__Work required__
According to the Kotlin sequences post below, roughly how often did the much faster sequence result appear?

__Page excerpt__

───

Reputation: 1391
I'm asking this question solely to better understand how kotlin sequences work. I thought I had a solid grasp, but I cannot explain what I observed in a short test by what I know, so obviously I have a misconception somewhere.
My goal was to do a quick benchmark to compare the performance of lists vs. sequences when filtering for a criteria and then taking the maximum value of the result. This is an operation that occurs fairly often in some code I have, and I'm trying to decide whether or not it's worth rewriting it to use sequences instead of lists. It seems it would be, as sequence is consistently faster, but that is not the question here.
Rather, I would ask you to explain to me how the below described "artifact" can come about.
First of all, here's the complete test I ran:
fun `just checking the performance of sequences`() {
val log = logger()
var totaldif = 0L
var seqFasterThanList = 0
(1..1000).forEach {
val testList = (1..6000000).toList().shuffled()
val testSequence = testList.asSequence()
// filter and find max
val listDuration = measureTimeMillis {
testList.filter { it % 2 == 0 }.max()
}
val sequenceDuration = measureTimeMillis {
testSequence.filter { it % 2 == 0 }.max()
}
log.info("List: {} ms; Sequence: {} ms;", listDuration, sequenceDuration)
if (sequenceDuration < listDuration) {
seqFasterThanList++
totaldif += (listDuration - sequenceDuration)
}
}
log.info("sequence was faster {} out of 1000 runs. average difference: {} ms",
seqFasterThanList, totaldif / seqFasterThanList)
}
The results mostly looked like this:
List: 299 ms; Sequence: 217 ms;
List: 289 ms; Sequence: 211 ms;
List: 288 ms; Sequence: 220 ms;
Except, every once in a while, about 1 in 20, the result looked more like this:
List: 380 ms; Sequence: 63 ms
As you can see, in these cases the operation was vastly faster. This is the kind of behaviour I would expect on operations like find or first, which can terminate early once they find a match. But by its very nature, max has to traverse the entire sequence to guarantee the result. So how is it possible that some times it can find a result more than 3 times as fast as it usually requires, with the same number of elements to traverse?

───

(Pointing records)

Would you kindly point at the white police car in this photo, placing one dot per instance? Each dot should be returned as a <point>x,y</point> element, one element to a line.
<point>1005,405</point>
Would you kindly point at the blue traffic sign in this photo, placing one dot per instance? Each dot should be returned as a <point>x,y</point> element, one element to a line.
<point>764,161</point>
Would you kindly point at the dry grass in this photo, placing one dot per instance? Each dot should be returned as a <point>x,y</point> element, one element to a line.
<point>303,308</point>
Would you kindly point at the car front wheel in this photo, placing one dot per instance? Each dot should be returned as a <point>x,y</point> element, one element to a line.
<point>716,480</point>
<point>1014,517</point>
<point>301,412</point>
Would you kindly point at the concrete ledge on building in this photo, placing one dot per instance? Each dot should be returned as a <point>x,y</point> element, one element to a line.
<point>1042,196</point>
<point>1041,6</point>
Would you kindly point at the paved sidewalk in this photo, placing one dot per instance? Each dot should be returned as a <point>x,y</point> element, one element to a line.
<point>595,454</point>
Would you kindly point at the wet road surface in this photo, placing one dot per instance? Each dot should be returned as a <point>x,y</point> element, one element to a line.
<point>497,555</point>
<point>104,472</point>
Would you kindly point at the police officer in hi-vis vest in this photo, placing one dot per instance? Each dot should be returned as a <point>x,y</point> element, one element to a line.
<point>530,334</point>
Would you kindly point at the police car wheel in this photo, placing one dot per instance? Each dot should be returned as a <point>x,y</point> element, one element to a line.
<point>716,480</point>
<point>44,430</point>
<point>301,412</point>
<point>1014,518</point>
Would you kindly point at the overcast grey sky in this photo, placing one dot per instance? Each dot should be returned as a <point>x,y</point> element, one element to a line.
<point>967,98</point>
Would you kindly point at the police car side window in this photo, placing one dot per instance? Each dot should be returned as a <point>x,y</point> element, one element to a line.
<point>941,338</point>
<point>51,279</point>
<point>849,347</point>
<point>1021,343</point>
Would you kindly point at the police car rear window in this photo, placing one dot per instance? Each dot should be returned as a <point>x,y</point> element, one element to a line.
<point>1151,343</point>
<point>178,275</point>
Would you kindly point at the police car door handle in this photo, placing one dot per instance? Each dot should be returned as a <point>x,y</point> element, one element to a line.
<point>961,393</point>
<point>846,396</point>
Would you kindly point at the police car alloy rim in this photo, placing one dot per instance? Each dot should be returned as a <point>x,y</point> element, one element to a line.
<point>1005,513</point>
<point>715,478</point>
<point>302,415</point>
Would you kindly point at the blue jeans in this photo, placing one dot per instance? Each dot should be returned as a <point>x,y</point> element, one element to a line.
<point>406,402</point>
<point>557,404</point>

───

__Expected answer__
About 1 in 20 runs.